- [WHAT YOU HAVE TO DO]:
Reproduce the passage of the article on creative uses for GitLab scheduled pipelines between "Beyond Deployments: Creative" and "in top shape.", inclusive.

— begin QUOTED PASSAGE —

Beyond Deployments: Creative Uses for GitLab Scheduled Pipelines
When we talk about GitLab pipelines, we usually think of continuous integrations and deployments – jobs that runs tests, builds artifacts, deploy services. Pipelines are essentially automated tasks that run in response to an event or condition, whether that’s a merge request, a push to a branch, or even a defined schedule.
Once we look beyond continuous integrations and deployments, pipelines open up an interesting world of possibilities. With a little creativity, they can become your productivity buddy and can keep team workflows in top shape.
At Runa, we gave a creative sparkle to scheduled pipelines and came up with the Runa Review Bot; a friendly reminder that sends periodic summaries of all open merge requests from our team to our Slack channel.
The Problem We Wanted to Solve
- The Merge Requests(MR) sits idle until the next stand-up, or when the author finally drops a “Hey, can someone review my MR?” reminder.
- Reviewers open a large MR late in the day (say, at 6 PM) and instantly regret it. I have had a lot of such experiences, and I am sure you do too.
- Someone’s waiting on a code review but does not want to nag people on Slack.
These overall result in delays, context-switching, and often means reviews happen later than they should on something that could have been merged sooner.
Why MR Size Matters
Not all MRs are created equal. By showing additions and deletions counts in the Slack summary, we give reviewers the choice.

Is this a quick “coffee-break” review? Or is this going to be a “block-off-an-hour” deep dive?
Developers can get a sense of what’s coming and whether they have the bandwidth to review it, without even opening the MR. The size of an MR is not necessarily linked to the time taken to review it. It is more about helping each other plan better and making sure no one gets caught off guard.
At Runa, we generally prefer small MR’s. We believe it reduce the cognitive load for reviewers, making it easier to spot issues early and provide meaningful feedback. For authors, smaller MRs are easier to test, revert and/or merge, resulting in better review cycles and quality.
The Solution We Built: The Runa Review Bot

Instead of manually pinging for review on Slack, we built a Gitlab pipeline schedule that runs twice a day – once in the morning and once in the late afternoon.
Here’s What it Does:
- Scans for open MRs in our repositories.

— end QUOTED PASSAGE —
— begin DATA EXCERPTS —

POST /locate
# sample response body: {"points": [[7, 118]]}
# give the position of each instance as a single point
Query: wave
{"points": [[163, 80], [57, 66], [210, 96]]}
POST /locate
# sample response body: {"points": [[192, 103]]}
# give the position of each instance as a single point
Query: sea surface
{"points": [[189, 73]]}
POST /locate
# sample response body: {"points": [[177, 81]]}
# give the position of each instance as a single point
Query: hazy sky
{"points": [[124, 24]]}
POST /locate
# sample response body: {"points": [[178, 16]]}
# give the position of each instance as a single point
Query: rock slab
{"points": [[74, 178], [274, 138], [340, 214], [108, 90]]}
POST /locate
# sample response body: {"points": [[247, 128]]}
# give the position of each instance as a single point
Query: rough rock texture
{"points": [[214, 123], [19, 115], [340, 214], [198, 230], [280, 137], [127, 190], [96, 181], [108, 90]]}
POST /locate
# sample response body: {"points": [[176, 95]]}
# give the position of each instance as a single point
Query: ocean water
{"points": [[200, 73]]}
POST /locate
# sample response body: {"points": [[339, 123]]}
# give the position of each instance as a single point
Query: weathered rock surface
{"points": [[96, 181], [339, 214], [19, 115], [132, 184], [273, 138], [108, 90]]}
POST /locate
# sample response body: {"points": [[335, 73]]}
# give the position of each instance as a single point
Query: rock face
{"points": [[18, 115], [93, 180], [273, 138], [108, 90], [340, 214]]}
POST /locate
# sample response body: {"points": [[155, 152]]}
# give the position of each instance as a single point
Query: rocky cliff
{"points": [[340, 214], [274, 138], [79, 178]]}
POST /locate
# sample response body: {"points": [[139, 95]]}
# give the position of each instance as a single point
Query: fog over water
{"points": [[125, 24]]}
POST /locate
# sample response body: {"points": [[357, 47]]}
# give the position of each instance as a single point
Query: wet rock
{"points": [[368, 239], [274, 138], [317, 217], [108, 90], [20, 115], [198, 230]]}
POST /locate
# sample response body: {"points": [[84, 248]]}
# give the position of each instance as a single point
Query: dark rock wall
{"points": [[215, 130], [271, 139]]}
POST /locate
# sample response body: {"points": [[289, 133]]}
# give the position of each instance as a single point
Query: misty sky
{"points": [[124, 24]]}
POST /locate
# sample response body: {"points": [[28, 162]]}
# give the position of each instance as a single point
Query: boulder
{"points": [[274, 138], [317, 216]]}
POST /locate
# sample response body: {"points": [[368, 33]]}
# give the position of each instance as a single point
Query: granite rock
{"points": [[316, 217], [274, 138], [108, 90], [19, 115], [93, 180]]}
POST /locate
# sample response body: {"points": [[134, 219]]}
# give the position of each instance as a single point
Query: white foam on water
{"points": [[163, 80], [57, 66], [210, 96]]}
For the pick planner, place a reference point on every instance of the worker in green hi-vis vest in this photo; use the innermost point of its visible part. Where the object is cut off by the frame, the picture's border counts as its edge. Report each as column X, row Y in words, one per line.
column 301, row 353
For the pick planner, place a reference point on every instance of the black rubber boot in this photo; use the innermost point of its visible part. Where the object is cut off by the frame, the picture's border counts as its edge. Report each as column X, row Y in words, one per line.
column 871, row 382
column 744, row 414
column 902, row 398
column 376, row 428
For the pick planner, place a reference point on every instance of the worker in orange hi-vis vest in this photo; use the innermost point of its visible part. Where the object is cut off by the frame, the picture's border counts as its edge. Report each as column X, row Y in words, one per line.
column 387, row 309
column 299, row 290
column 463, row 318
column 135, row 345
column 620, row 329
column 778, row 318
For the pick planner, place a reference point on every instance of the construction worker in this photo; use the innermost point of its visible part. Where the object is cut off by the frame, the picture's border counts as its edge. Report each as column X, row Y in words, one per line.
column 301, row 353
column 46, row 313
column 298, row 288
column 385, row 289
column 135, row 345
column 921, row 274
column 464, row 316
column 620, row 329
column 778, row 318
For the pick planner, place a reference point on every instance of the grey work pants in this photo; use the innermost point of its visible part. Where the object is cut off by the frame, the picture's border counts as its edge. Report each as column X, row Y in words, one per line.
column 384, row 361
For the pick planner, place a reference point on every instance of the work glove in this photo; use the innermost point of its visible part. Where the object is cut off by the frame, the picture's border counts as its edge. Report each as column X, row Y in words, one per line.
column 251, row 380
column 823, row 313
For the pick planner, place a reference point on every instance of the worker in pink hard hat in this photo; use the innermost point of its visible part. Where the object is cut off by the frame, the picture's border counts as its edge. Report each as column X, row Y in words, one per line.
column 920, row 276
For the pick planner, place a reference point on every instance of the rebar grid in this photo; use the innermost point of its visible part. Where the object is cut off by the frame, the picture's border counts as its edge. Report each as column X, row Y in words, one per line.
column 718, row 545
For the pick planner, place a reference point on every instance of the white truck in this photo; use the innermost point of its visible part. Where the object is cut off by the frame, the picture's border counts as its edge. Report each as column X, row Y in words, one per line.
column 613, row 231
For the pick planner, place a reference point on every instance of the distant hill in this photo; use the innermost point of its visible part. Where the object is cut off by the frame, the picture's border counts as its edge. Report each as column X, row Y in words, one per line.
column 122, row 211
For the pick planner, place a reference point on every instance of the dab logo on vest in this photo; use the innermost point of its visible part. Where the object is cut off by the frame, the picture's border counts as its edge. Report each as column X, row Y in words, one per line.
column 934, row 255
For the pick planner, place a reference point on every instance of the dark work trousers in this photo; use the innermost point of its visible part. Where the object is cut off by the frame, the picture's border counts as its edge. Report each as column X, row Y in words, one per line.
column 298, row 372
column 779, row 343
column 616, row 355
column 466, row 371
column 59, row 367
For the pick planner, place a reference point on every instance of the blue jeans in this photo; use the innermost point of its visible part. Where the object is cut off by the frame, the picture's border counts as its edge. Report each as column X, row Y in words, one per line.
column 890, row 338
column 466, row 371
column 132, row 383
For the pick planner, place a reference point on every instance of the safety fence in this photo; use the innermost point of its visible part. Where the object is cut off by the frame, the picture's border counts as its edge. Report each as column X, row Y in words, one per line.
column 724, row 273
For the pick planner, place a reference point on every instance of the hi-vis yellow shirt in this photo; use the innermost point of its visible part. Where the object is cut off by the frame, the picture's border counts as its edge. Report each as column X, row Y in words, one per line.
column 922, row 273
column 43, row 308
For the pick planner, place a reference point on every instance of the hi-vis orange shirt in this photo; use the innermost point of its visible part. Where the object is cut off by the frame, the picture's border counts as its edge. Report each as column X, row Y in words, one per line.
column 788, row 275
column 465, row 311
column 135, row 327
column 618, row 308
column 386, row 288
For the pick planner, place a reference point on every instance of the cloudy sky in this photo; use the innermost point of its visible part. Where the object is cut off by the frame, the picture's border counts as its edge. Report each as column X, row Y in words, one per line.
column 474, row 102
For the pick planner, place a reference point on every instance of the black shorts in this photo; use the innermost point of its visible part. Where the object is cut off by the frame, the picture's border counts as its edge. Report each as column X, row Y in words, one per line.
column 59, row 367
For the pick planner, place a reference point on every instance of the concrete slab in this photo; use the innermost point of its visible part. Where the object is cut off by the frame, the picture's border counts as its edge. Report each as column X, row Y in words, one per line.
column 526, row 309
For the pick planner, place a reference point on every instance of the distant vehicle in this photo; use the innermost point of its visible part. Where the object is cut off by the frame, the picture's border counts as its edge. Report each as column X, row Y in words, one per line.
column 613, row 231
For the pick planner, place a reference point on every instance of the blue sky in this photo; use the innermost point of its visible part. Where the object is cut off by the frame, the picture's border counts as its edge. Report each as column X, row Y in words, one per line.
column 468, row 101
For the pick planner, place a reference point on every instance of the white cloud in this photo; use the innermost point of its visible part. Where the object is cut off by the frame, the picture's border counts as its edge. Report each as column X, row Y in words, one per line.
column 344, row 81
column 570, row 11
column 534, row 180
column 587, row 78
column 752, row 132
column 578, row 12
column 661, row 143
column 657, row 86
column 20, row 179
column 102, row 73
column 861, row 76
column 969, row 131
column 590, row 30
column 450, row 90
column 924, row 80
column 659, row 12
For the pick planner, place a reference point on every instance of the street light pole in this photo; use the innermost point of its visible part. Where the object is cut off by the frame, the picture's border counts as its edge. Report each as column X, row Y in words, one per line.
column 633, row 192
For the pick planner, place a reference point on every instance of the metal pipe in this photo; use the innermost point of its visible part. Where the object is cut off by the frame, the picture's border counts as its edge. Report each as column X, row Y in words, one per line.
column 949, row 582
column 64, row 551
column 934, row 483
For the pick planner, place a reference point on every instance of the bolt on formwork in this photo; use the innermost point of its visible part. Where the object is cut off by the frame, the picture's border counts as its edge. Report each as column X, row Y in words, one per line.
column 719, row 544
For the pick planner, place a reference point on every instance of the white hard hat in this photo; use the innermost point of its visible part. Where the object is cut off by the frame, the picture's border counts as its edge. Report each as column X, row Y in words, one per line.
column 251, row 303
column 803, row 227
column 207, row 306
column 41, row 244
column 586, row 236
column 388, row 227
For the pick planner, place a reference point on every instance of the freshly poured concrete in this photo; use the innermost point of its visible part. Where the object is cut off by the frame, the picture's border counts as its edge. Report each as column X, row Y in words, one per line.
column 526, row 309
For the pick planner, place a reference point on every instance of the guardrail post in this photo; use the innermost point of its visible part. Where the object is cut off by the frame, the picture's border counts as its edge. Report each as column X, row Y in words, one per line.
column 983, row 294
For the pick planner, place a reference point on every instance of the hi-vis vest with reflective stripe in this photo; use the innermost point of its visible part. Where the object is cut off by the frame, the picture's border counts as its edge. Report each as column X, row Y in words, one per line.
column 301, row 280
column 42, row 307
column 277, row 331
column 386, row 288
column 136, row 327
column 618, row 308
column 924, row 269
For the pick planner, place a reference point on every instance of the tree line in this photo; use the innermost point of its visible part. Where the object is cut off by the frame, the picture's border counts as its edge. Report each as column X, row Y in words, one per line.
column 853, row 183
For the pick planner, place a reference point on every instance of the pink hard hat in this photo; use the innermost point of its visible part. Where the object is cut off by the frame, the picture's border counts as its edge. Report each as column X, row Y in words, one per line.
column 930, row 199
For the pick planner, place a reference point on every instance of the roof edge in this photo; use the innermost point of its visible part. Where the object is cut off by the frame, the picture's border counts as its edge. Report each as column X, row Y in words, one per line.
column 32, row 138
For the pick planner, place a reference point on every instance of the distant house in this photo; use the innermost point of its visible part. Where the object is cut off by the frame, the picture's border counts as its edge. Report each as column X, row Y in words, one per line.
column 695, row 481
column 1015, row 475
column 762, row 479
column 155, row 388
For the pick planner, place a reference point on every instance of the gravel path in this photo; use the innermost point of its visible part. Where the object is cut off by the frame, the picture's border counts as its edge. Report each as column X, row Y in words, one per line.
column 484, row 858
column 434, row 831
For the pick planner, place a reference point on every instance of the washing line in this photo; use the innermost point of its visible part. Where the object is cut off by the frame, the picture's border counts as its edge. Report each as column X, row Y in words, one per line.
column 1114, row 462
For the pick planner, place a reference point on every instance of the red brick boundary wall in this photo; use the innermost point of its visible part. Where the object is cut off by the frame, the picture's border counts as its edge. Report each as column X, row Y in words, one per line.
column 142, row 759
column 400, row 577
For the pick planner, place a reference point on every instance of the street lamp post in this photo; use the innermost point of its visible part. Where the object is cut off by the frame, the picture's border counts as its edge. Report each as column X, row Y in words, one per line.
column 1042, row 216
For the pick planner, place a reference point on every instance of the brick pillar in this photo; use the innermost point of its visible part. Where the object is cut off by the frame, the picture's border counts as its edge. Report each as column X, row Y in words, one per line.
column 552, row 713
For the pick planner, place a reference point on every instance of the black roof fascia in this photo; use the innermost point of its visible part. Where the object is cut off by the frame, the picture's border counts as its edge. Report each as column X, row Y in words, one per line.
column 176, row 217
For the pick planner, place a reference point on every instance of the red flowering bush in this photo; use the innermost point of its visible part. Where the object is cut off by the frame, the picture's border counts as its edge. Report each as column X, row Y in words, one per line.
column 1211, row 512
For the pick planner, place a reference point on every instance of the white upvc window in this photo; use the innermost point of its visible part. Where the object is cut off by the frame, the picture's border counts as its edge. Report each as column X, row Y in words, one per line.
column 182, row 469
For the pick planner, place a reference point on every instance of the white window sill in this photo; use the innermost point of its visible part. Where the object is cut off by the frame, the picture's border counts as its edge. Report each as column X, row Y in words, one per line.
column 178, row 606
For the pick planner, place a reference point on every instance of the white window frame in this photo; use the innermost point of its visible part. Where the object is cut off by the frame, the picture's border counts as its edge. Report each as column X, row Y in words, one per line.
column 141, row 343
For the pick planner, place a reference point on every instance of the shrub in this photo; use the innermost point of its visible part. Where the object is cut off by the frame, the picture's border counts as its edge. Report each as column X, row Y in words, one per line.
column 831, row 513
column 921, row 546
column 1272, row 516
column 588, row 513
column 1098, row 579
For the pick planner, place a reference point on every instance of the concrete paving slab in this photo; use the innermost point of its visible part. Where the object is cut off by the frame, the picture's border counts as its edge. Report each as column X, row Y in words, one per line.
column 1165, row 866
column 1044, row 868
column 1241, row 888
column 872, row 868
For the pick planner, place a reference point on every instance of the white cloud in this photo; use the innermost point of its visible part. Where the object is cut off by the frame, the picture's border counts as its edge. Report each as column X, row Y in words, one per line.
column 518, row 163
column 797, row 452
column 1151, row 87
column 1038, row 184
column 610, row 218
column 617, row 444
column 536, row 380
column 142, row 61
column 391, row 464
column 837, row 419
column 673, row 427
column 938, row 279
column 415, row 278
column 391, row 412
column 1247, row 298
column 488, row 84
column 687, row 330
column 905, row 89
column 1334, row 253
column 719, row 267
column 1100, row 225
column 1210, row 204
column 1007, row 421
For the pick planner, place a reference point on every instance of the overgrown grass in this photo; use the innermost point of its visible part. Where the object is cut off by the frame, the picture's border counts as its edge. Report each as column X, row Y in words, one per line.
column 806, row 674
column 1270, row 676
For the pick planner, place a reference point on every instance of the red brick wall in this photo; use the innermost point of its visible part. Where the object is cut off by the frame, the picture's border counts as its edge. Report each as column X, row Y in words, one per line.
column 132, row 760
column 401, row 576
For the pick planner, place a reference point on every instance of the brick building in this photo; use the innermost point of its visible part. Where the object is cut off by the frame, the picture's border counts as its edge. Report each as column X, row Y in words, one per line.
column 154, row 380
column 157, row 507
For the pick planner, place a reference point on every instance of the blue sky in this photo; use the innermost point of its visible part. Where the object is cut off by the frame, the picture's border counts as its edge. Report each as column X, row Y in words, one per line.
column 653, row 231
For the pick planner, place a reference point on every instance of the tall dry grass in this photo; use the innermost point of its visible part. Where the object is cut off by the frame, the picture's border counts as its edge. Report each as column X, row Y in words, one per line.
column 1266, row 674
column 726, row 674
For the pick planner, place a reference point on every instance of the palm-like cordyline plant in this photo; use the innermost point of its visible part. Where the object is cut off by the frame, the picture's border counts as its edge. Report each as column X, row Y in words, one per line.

— end DATA EXCERPTS —

- [COMPLETE RESPONSE]:
Beyond Deployments: Creative Uses for GitLab Scheduled Pipelines
When we talk about GitLab pipelines, we usually think of continuous integrations and deployments – jobs that runs tests, builds artifacts, deploy services. Pipelines are essentially automated tasks that run in response to an event or condition, whether that’s a merge request, a push to a branch, or even a defined schedule.
Once we look beyond continuous integrations and deployments, pipelines open up an interesting world of possibilities. With a little creativity, they can become your productivity buddy and can keep team workflows in top shape.